QUOTED TEXT —
1 Week1 Overview

1.1 Agenda

Introduction to Time Series
White noise and random walk
Correlation, independence, orthogonality and auto-correlation
Stationarity and non-stationarity

1.2 What is forecastable?

how well we understand the factors that contribute to it;
how much data are available;
whether the forecasts can affect the thing we are trying to forecast.

1.3 What to forecast?

granularity: every product line, or for groups of products?
granularity: every sales outlet, or for outlets grouped by region, or only for total sales?
weekly data, monthly data or annual data?

1.4 Forecasting Types:

Cross-sectional forecasting: Cross-sectional models are used when the variable to be forecast exhibits a relationship with one or more other predictor variables. Models in this class include regression models, additive models, and some kinds of neural networks

Some people use the term “predict” for cross-sectional data and “forecast” for time series data

Time series forecasting:Time series data are useful when you are forecasting something that is changing over time. Anything that is observed sequentially over time is a time series. Stock price, whether. When forecasting time series data, the aim is to estimate how the sequence of observations will continue into the future

Time series forecasting uses only information on the variable to be forecast, and makes no attempt to discover the factors which affect its behavior. Therefore it will extrapolate trend and seasonal patterns, but it ignores all other information

you can also set up time series with predictors. This is where a lot of new techniques are being added

$ED=f(current temperature, strength of economy, population,time of day, day of week, error).$

$ED_{t+1}=f(ED_{t},ED_{t−1},ED_{t−2},ED_{t−3},…,error)$

1.5 Autocorrelation

correlation measures the extent of a linear relationship between two variables, auto-correlation measures the linear relationship between lagged values of a time series.

There are several auto-correlation coefficients, depending on the lag length

$r_{k}= \dfrac{\sum_{t=k+1}^{T}(y_{t}-\bar{y})(y_{t-k}-\bar{y})}{\sum_{t=1}^{T} (y_{t}-\bar{y})}$

T is the length of the time series.

1.6 ACF

If you plot the auto-correlation coefficients you get the ACF plot

Example from textbook

suppressWarnings(library(forecast))
suppressWarnings(library(fpp))

## Loading required package: fma

## Loading required package: expsmooth

## Loading required package: lmtest

## Loading required package: zoo

## 
## Attaching package: 'zoo'

## The following objects are masked from 'package:base':
## 
##     as.Date, as.Date.numeric

## Loading required package: tseries

beer2 <- window(ausbeer, start=1992, end=2006-.1)
lag.plot(beer2, lags=9, do.lines=FALSE)

head(beer2)

##      Qtr1 Qtr2 Qtr3 Qtr4
## 1992  443  410  420  532
## 1993  433  421

Acf(beer2)

1.7 White noise:

Time series that show no auto-correlation are called “white noise” (auto-correlation close to zero). There are none zero due to randomness.

PROBLEM STATEMENT — Rewrite the time series notes starting at "## The following" and ending after "head(beer2)", with "ausbeer" changed to "ausgas". The data that comes next has no connection to the time series notes.

DATA SEGMENT —
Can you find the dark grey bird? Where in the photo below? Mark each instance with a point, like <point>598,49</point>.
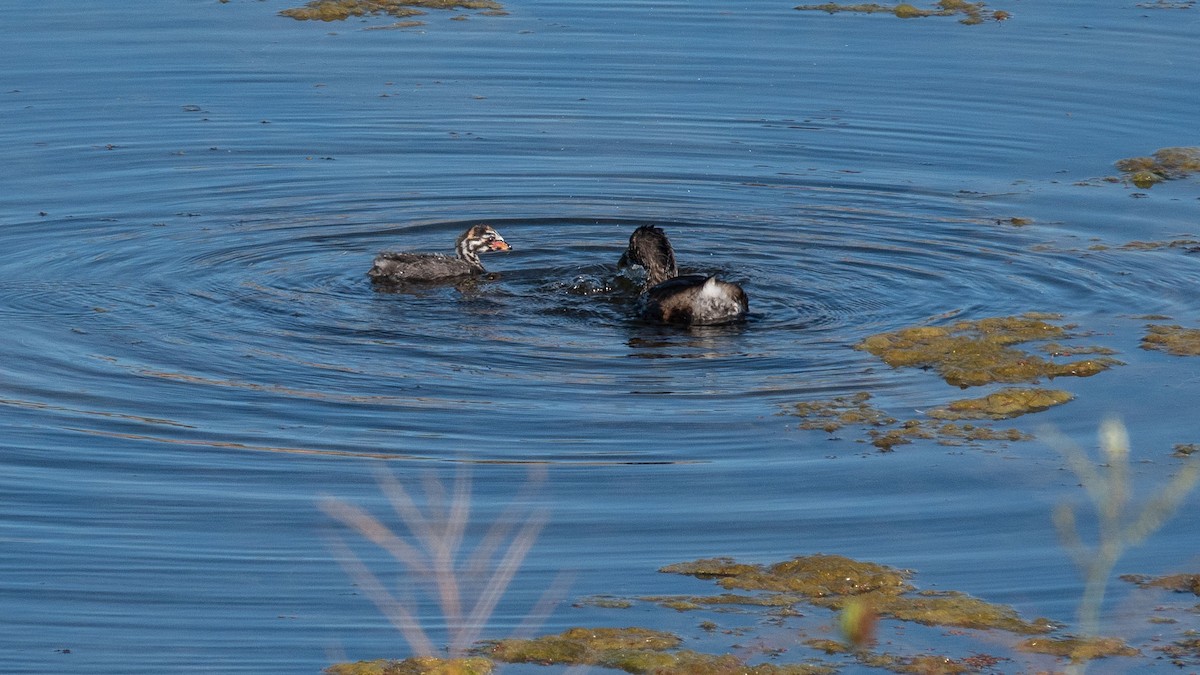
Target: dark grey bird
<point>403,267</point>
<point>693,299</point>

ANSWER TO THE TASK —
## The following objects are masked from 'package:base':
## 
##     as.Date, as.Date.numeric

## Loading required package: tseries

beer2 <- window(ausgas, start=1992, end=2006-.1)
lag.plot(beer2, lags=9, do.lines=FALSE)

head(beer2)